RECORD LIST:
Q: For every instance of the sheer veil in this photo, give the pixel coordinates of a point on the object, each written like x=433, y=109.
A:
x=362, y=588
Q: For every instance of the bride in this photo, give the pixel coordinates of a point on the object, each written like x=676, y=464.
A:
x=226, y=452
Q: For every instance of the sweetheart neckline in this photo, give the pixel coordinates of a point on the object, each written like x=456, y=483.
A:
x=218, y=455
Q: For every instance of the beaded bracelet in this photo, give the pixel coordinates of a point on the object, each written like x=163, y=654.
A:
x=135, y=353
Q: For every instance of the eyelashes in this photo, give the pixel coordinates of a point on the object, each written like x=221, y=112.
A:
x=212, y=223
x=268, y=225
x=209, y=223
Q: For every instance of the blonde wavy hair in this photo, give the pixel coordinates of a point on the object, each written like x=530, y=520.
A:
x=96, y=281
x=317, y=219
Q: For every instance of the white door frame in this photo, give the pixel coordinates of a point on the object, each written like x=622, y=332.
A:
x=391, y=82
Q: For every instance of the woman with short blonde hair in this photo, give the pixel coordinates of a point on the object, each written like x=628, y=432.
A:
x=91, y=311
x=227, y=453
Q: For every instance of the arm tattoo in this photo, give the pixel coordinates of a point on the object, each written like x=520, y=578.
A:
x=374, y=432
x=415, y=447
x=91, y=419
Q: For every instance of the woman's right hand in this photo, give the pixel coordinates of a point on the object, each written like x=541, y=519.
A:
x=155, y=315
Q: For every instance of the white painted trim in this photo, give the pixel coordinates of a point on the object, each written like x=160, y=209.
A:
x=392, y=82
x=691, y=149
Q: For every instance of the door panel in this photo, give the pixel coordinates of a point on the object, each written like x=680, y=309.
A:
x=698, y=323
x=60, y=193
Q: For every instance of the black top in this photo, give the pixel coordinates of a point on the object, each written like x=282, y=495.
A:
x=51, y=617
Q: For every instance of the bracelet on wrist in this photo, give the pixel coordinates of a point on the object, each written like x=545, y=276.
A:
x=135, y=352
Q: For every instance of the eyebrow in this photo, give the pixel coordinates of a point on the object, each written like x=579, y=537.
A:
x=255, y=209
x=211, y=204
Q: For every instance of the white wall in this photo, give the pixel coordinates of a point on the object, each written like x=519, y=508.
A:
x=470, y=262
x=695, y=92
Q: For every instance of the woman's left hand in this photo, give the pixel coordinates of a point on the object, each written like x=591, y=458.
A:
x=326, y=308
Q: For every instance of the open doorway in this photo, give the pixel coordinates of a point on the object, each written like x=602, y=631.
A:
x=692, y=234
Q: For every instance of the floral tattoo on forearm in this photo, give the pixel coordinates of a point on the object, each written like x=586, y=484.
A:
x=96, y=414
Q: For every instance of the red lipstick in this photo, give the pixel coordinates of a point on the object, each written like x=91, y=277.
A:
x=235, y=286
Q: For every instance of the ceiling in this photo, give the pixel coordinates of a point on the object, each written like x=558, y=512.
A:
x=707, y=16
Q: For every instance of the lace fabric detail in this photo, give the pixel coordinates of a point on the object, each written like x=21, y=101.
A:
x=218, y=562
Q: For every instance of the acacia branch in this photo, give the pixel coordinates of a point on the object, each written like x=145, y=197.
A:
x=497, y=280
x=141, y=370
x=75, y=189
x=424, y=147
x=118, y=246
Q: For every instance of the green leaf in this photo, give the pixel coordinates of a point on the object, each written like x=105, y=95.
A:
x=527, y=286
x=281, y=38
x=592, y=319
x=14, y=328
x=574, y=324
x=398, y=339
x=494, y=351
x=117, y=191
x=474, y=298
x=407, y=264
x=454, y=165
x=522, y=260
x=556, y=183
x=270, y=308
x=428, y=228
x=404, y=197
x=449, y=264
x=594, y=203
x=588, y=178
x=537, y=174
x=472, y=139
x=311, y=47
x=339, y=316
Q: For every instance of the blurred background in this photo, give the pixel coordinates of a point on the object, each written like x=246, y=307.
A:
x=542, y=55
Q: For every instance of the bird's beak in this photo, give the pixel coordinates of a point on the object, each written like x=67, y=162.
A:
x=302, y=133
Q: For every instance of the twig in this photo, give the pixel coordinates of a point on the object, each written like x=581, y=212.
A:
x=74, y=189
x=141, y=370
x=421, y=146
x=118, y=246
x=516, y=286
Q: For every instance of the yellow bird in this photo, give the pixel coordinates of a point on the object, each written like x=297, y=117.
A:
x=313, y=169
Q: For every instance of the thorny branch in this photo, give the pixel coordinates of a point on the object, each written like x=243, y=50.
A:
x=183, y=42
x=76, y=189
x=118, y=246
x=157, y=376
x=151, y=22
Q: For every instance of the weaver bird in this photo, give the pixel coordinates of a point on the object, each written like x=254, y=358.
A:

GOAL:
Rewrite every item above with "For every instance of" changed to "For each instance of" throughout. Leave everything else as it is.

REPLY TO THE EXERCISE:
Q: For each instance of the sheer veil in this photo, give the pixel coordinates of a point on the object, each written like x=433, y=109.
A:
x=362, y=588
Q: For each instance of the bride in this photo, give the pixel coordinates of a point on the object, each written like x=676, y=464.
A:
x=226, y=452
Q: For each instance of the sweetheart neckline in this photo, give the pixel coordinates of a point on the object, each written like x=456, y=483.
A:
x=218, y=455
Q: For each instance of the beaded bracelet in this photo, give the pixel coordinates of a point on the object, each written like x=163, y=654.
A:
x=135, y=353
Q: For each instance of the eyelashes in this photo, give the pixel coordinates of a point on the object, each written like x=221, y=112.
A:
x=212, y=223
x=268, y=225
x=209, y=223
Q: For each instance of the blonde wavy hair in this photo, give the pixel coordinates of a point on the object, each written like x=530, y=520.
A:
x=96, y=281
x=317, y=219
Q: For each instance of the white door frame in this photo, give the pixel coordinates of a point on the object, each written like x=622, y=332.
A:
x=391, y=82
Q: For each instance of the woman with short blonde hair in this photo, give the pixel coordinates of a point on the object, each written like x=628, y=432.
A:
x=91, y=311
x=227, y=453
Q: For each instance of the arm tattoo in this photo, give the pixel coordinates of a point on the object, each written like x=520, y=578.
A:
x=374, y=432
x=415, y=447
x=91, y=419
Q: For each instance of the woman's right hand in this photo, give the pixel coordinates of a point on the object, each written like x=541, y=519.
A:
x=155, y=315
Q: For each instance of the white painted trim in this photo, give the pixel coordinates of a point on the object, each written like x=160, y=209.
A:
x=392, y=82
x=691, y=149
Q: For each instance of the door panel in this photo, give the pixel coordinates of a point on the object, each written like x=680, y=309.
A:
x=698, y=323
x=60, y=193
Q: For each instance of the black top in this photo, give the pixel coordinates of a point on the object, each written like x=282, y=495.
A:
x=51, y=617
Q: For each instance of the bracelet on wrist in this photo, give the pixel coordinates of a point on the object, each written like x=545, y=276.
A:
x=135, y=352
Q: For each instance of the eyebrow in this photo, give the pixel coordinates of a point on the object, each written like x=579, y=537.
A:
x=255, y=209
x=211, y=204
Q: For each instance of the white wall in this photo, give the pixel coordinates of a point on the object, each written like x=519, y=508.
A:
x=470, y=262
x=695, y=92
Q: For each instance of the woman's left hand in this photo, give the pixel coordinates of a point on the object, each written like x=591, y=458.
A:
x=326, y=308
Q: For each instance of the open doorway in this photo, give the pixel coordinates of a point on the object, each written like x=602, y=631.
A:
x=692, y=234
Q: For each instance of the floral tattoo on forearm in this photo, give the pixel coordinates of a point on the object, each written like x=586, y=484.
A:
x=96, y=414
Q: For each instance of the red lipstick in this photo, give the pixel coordinates of a point on the object, each written like x=91, y=277.
A:
x=235, y=286
Q: For each instance of the ceiling in this photo, give the pixel coordinates of a point on the object, each written like x=558, y=512.
A:
x=707, y=16
Q: For each instance of the lace fabric detail in this photo, give the pixel coordinates of a point on the object, each written like x=21, y=101.
A:
x=218, y=562
Q: For each instance of the acacia branch in this photo, give the pixel coordinates of a point on the object, each written like x=145, y=197.
A:
x=497, y=280
x=141, y=370
x=75, y=189
x=424, y=147
x=118, y=246
Q: For each instance of the green leaf in this photo, give the pixel coordinates of a point on the object, each written like x=105, y=95.
A:
x=527, y=286
x=281, y=38
x=592, y=319
x=14, y=328
x=574, y=324
x=398, y=339
x=494, y=351
x=117, y=191
x=474, y=298
x=407, y=264
x=454, y=165
x=522, y=260
x=556, y=183
x=270, y=308
x=428, y=228
x=404, y=197
x=449, y=264
x=594, y=203
x=588, y=178
x=537, y=174
x=472, y=139
x=311, y=47
x=339, y=316
Q: For each instance of the blurred background in this photo, give the pixel coordinates of a point on the object, each written like x=246, y=307.
A:
x=542, y=55
Q: For each instance of the bird's beak in this photo, give the pixel coordinates of a point on the object, each written like x=67, y=162.
A:
x=302, y=133
Q: For each instance of the twig in this photo, give the pixel coordinates of a point on the object, each written like x=581, y=212.
A:
x=74, y=189
x=141, y=370
x=421, y=146
x=118, y=246
x=516, y=286
Q: For each instance of the yellow bird in this photo, give the pixel coordinates of a point on the object, each written like x=297, y=117.
A:
x=313, y=169
Q: For each instance of the thorny branch in this photo, give the pixel coordinates of a point on the object, each written like x=243, y=50.
A:
x=183, y=42
x=76, y=189
x=118, y=246
x=157, y=376
x=151, y=22
Q: For each instance of the weaver bird in this photo, give the pixel coordinates of a point on the object, each written like x=254, y=358.
A:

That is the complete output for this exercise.